- **What is needed**
Return the data below in full and exactly, except that the pictures are dropped.

- **Point localization data**

* * * * *

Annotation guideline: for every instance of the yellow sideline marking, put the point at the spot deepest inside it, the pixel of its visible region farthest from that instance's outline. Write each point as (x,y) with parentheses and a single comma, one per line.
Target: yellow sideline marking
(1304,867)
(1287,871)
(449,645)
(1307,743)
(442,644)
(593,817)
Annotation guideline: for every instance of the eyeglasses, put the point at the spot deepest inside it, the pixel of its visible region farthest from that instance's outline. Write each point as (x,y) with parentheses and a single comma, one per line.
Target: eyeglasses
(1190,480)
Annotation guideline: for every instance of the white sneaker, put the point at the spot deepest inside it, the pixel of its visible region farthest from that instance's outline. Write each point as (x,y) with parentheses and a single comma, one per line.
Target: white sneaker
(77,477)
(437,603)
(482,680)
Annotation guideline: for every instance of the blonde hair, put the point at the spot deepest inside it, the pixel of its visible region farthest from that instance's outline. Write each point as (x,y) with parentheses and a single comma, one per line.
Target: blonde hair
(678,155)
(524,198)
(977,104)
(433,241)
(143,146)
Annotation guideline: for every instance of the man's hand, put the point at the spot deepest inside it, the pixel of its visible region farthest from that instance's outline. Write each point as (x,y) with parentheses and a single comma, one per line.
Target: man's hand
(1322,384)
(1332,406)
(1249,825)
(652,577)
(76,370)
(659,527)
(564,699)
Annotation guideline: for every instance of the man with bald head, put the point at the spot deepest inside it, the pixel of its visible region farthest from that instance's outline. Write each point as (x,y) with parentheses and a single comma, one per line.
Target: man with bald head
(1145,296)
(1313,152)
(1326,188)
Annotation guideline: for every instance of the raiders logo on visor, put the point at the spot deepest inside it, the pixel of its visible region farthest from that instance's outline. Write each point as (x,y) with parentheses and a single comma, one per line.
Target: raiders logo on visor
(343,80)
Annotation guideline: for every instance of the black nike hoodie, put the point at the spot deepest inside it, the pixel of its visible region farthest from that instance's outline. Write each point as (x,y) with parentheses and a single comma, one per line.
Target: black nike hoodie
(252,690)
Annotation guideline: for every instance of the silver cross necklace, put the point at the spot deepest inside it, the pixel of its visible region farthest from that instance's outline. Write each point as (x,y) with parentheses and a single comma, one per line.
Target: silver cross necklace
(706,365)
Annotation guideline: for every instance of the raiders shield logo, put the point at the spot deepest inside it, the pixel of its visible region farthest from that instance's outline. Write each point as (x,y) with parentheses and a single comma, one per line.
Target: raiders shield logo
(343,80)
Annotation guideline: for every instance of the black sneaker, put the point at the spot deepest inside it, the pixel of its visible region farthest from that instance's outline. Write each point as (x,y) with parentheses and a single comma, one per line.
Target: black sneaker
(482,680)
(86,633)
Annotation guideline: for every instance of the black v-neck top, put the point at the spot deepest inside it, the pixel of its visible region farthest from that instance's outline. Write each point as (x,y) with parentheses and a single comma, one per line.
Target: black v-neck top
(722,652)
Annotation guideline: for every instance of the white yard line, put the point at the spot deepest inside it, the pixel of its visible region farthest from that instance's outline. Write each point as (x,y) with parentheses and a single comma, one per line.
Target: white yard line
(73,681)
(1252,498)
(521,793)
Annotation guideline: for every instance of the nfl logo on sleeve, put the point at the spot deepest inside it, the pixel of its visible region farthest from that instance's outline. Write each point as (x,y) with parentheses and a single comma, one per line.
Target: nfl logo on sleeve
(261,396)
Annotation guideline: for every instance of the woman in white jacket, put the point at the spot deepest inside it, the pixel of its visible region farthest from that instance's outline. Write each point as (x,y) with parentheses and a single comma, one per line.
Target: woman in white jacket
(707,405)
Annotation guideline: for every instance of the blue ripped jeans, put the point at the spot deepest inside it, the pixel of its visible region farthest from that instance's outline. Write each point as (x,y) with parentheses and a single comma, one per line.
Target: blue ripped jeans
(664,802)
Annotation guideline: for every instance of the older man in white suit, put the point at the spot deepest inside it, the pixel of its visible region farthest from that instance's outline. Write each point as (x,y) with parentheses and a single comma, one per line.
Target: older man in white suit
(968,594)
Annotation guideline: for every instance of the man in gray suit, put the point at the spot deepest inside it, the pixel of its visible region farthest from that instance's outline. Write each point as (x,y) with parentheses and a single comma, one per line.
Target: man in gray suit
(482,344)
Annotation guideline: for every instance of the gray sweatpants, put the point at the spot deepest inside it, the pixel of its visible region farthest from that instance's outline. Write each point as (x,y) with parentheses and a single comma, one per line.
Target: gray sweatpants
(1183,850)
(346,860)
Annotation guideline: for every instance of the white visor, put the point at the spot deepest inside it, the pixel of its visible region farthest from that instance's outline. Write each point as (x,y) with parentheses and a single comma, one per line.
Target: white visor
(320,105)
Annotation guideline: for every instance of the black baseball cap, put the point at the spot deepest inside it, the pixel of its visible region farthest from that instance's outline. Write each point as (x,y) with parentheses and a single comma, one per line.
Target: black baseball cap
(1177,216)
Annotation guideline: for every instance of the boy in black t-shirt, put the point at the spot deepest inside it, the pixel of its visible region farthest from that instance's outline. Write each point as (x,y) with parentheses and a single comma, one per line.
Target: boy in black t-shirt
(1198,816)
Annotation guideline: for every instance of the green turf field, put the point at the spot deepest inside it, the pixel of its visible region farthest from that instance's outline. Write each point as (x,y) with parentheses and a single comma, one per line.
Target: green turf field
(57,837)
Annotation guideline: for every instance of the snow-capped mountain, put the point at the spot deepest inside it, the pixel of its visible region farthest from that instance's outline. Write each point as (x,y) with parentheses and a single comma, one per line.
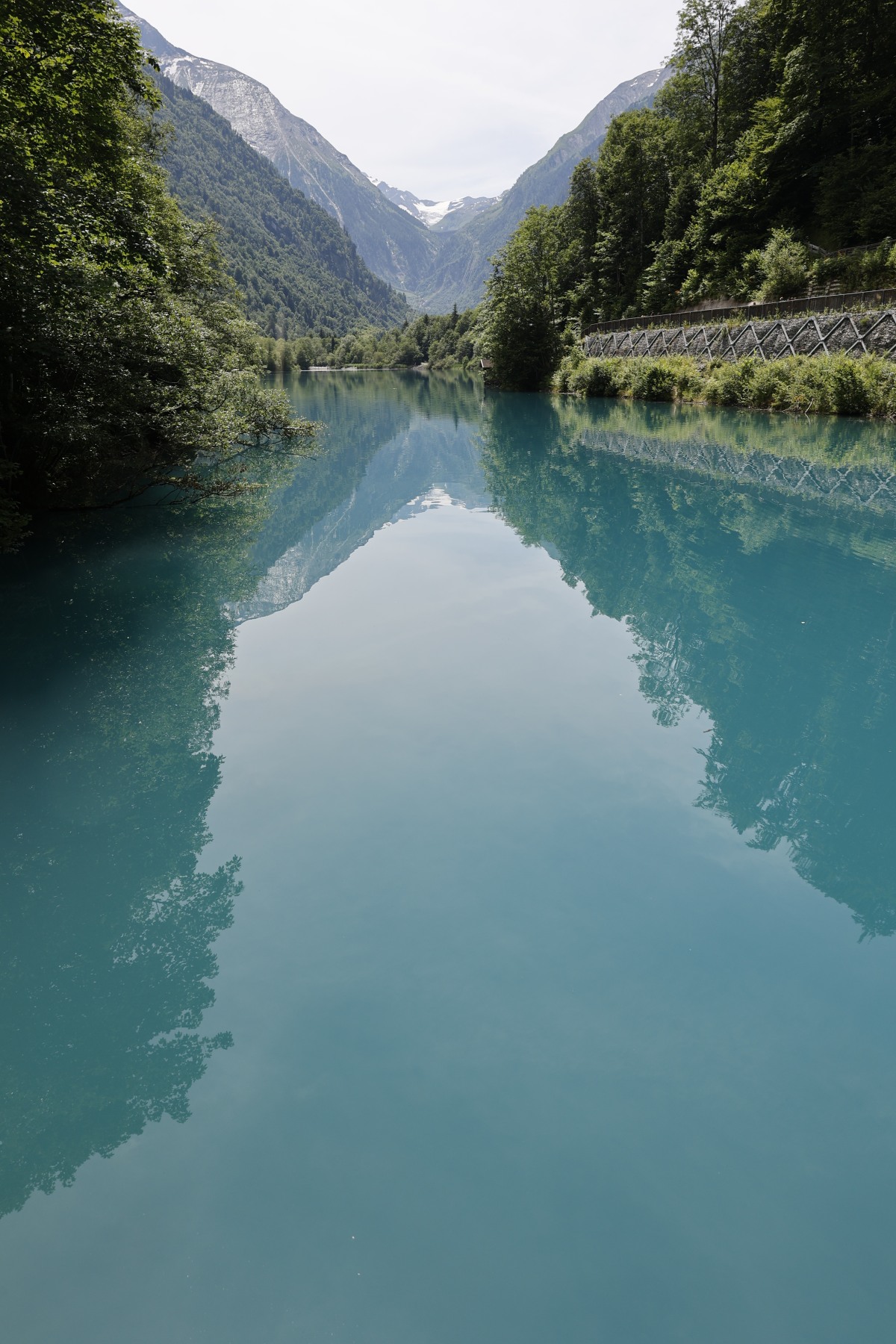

* * * * *

- **Completed exercise**
Annotation guideline: for every instance of the yellow sideline marking, put the point at the spot deepest inside it, the pixel of its visible region farthest from that instance's outline. Write each point as (x,y) with parentheses and a single comma, one per line.
Target: yellow sideline marking
(1304,867)
(1287,871)
(449,645)
(1307,743)
(442,644)
(593,817)
Annotation guideline: for every instance of the eyeglasses, put the point at the spot deepest inside it, the pixel of its visible region farthest from that instance's outline. Write each point as (x,y) with parentheses and a single comma, one per line.
Target: eyeglasses
(1190,480)
Annotation guideline: for every instance of the white sneaker, put the point at the spot deepest inside it, the pixel of its visible region farthest from that instance's outline. Write each point as (x,y) with parentheses and a single comma, one per line.
Target: white sneaker
(77,477)
(437,603)
(482,680)
Annotation guideline: for every instance of the blonde hair, put the point at the spot deepest inside it, the pixel of its visible region farthest from that instance's outline. Write each point as (x,y) with parentheses and a single comma, one per line.
Target: blonde hair
(678,155)
(524,198)
(977,104)
(433,241)
(143,146)
Annotation guideline: for every instance of the man's hand, put the point at the spot deepest inside it, the pixel of its visible region farthest from that instance's outline. Write each point as (x,y) with parentheses and a single comma, one per line.
Target: man's hand
(1322,384)
(1332,406)
(1249,825)
(652,577)
(76,370)
(659,527)
(564,699)
Annotation guideline: for every instance of the man with bald head, put the point at the spot deepest inside it, the pixel of its visible region farthest from that instance's outline. Write each point as (x,y) with parentheses and a single comma, one per line.
Target: man with bald head
(1145,296)
(1313,152)
(1326,188)
Annotation guideline: for every instance of the raiders logo on visor, put the point at the spot deepest inside it, the pixel of its visible region farthest from that instance's outline. Write each point as (x,y) with parentheses and a single comma, one per line.
Target: raiders logo on visor
(343,80)
Annotation guideline: for every instance of the black nike hoodie, put the point at the spot deepest inside it, the pixel of its visible region farthest from that instance's outline. Write each point as (x,y) with parentheses and a single comma, one per line.
Target: black nike hoodie
(252,690)
Annotation guideline: for every instance of the silver cross necklace, put the point at the spot deepest inside it, the pixel of its visible region farthest from that instance's outline. Write each point as (x,y) with parentheses and a single comma, one per line.
Target: silver cross necklace
(706,365)
Annotation guideline: for every instance of the raiders shield logo, put the point at the spot deepest inside it, the pixel of its visible region farthest from that instance's outline. Write each point as (x,y) with parentheses and a single comma, one per line.
Target: raiders shield logo
(343,80)
Annotation guideline: for every instance of the black sneaker, put the point at the spot deepest inside it, the pixel of its visible region farthest from that instance's outline. Write each point as (x,y) with parentheses and a single comma, one per line.
Target: black sneaker
(482,680)
(86,633)
Annotation guideline: for every instance of the black v-neck top, put the point at the spot deepest inside it, the pixel of its visible region farthest from that instance's outline. Write each point as (x,y) with parentheses and a single comma, one per line.
Target: black v-neck top
(722,652)
Annotation guideline: for every instance of the white yard line, put the point at the spot deepest inside it, the pixel of its visible region farthest from that instance's outline. Write each point as (x,y) with parentheses and a single comma, one per line.
Target: white yard line
(73,681)
(1252,498)
(521,793)
Annotation guideline: for every instance of the nfl logo on sleeve, put the point at the spot deepest inside it, the pixel of its visible region farthest from that instance's outline. Write each point as (x,y) with parentheses and a single comma, one per line.
Target: nfl logo on sleeve
(261,396)
Annotation guideline: for every instance of the woman in white jacket, put the point at the spot deepest inside it, the pixel of its visible region farthest from that instance's outline. Write each point as (x,y) with parentheses and a single comma, one per line.
Target: woman in white jacket
(707,405)
Annotation guideline: for every instance of the blue ripped jeans, put the point at the spot deepest inside it, the pixel of its visible region farthest from that instance's outline. Write each point as (x,y) with parentheses and a single comma, one per line.
Target: blue ripped jeans
(664,802)
Annotation guideline: for every instance of the older man in white suit, put the point at the spot deepest inside it, the pixel of its visible region farthest from that instance's outline. Write each point as (x,y) with parentheses and a single comma, one per line.
Target: older man in white suit
(968,594)
Annotation guideline: for every instance of the man in gray suit, put the point at the spot deepest inside it, the pixel of its visible region farthest from that instance's outline. Write each point as (x,y) with parentheses and a single comma, one per line.
Target: man in gray suit
(482,344)
Annotation guideline: for every instance of the gray sweatpants, put the point at the spot deepest inside it, the pixel of its visible region farthest from that instance's outline. Write each point as (x,y) with parentheses and a single comma, one per line.
Target: gray sweatpants
(1183,850)
(346,860)
Annotation guideline: for every instance of the white visor, put the point at the spot deepest inside it, the pixel of its visible region farthest from that instance's outline. Write each point as (x,y) with parentheses and a single comma, one per line.
Target: white visor
(320,105)
Annotation guideline: for every instance of the black baseball cap, put the point at the spot deepest inside it, the pixel of its visible region farthest from that instance's outline. Write each point as (x,y) with parentheses and a single comma, one per line.
Target: black baseball cap
(1177,216)
Annotation guideline: for every instance of the boy in black t-shirt, put the point at the spot deepest inside it, the pixel of its visible region farthest from that instance's outline. Write each point as (x,y) with parentheses and a single comma, one per line.
Target: boy in black t-shirt
(1198,816)
Annotation guideline: for every instance of the green turf field, put the point at the spot deepest inside it, the pixel of its visible region farthest from that instance's outline. Write each point as (x,y) with parentheses and a single comma, one per line.
Target: green turf field
(57,837)
Annotation guideline: for every instance of the snow-capped mountain, put the point at the spot deepest inside it, the pixel of its visible region farthest from that instance's outline. Write each point as (x,y) with parentheses and a single comma, one per line.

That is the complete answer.